▶ _REQUIRED WORK_: Write out all of the lines below, exactly and completely.

▶ _MATERIAL FOR THIS TASK_:
▼

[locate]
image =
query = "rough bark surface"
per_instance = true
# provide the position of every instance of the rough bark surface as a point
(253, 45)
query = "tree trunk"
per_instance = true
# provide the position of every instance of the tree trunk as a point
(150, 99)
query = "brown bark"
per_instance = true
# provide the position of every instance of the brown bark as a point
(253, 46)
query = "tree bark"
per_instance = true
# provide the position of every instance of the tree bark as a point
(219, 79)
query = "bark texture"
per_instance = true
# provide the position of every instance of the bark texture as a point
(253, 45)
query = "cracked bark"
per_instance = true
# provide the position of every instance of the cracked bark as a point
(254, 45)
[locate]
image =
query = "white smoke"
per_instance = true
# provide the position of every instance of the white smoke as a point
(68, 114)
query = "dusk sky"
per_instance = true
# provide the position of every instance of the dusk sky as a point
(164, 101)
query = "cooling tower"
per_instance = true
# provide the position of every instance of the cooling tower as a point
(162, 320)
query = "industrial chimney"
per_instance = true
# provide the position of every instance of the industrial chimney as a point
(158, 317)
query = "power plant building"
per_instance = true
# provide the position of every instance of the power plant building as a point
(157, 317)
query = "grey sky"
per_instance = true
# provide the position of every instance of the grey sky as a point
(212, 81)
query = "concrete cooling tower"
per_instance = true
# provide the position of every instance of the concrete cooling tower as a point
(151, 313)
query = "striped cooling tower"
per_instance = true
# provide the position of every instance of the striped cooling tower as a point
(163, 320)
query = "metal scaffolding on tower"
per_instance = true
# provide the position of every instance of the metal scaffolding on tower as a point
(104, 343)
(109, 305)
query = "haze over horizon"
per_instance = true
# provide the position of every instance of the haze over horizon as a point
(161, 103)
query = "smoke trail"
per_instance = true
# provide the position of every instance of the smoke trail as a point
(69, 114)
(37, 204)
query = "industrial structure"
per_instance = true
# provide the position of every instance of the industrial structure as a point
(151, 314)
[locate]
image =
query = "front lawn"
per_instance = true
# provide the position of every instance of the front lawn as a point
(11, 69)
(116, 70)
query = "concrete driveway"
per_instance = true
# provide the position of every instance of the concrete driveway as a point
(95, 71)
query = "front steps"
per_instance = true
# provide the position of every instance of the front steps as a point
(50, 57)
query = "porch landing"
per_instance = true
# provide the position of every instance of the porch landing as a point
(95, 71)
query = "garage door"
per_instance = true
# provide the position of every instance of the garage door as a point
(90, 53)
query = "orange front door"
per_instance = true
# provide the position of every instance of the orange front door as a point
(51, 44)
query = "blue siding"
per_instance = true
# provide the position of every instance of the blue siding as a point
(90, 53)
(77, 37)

▲

▶ _REPLY_:
[locate]
image =
query = "rough bark surface"
per_instance = true
# provide the position of every instance of the rough bark surface as a point
(253, 45)
query = "tree trunk"
per_instance = true
# provide the position of every instance of the tree trunk as a point
(150, 99)
query = "brown bark"
per_instance = true
# provide the position of every instance of the brown bark as a point
(253, 46)
query = "tree bark"
per_instance = true
# provide the position of every instance of the tree bark as a point
(219, 79)
query = "bark texture"
per_instance = true
# provide the position of every instance of the bark texture as a point
(253, 45)
query = "cracked bark"
per_instance = true
# provide the position of every instance of the cracked bark as a point
(254, 45)
[locate]
image =
query = "white smoke"
per_instance = true
# provide the position of every instance of the white smoke as a point
(68, 114)
query = "dusk sky"
per_instance = true
# provide the position of every instance of the dusk sky as a point
(164, 101)
query = "cooling tower"
per_instance = true
# provide the position of every instance of the cooling tower as a point
(162, 320)
query = "industrial chimney"
per_instance = true
# provide the position of every instance of the industrial chimney as a point
(158, 317)
query = "power plant building"
per_instance = true
# provide the position of every instance of the power plant building as a point
(157, 317)
query = "grey sky"
per_instance = true
# provide the position of every instance of the grey sky as a point
(212, 81)
query = "concrete cooling tower"
per_instance = true
# provide the position of every instance of the concrete cooling tower as a point
(151, 313)
query = "striped cooling tower"
per_instance = true
# provide the position of every instance of the striped cooling tower as a point
(163, 320)
query = "metal scaffolding on tower"
per_instance = true
# provide the position of every instance of the metal scaffolding on tower as a point
(104, 343)
(109, 305)
query = "haze over horizon"
per_instance = true
# provide the position of every instance of the haze over horizon as a point
(161, 103)
query = "smoke trail"
per_instance = true
# provide the position of every instance of the smoke trail as a point
(69, 114)
(37, 204)
query = "industrial structure"
per_instance = true
# provide the position of every instance of the industrial structure as a point
(151, 314)
[locate]
image =
query = "front lawn"
per_instance = true
# provide the position of every instance of the front lawn as a point
(11, 69)
(116, 70)
query = "concrete driveway"
per_instance = true
# provide the position of every instance of the concrete driveway as a point
(95, 71)
query = "front steps"
per_instance = true
# provide the position of every instance of the front steps as a point
(50, 57)
query = "porch landing"
per_instance = true
# provide the position of every instance of the porch landing as a point
(95, 71)
query = "garage door"
per_instance = true
# provide the position of every instance of the garage door as a point
(90, 53)
query = "orange front door"
per_instance = true
# provide the position of every instance of the orange front door as a point
(51, 44)
query = "blue siding"
per_instance = true
# provide the position of every instance of the blue siding as a point
(90, 53)
(77, 37)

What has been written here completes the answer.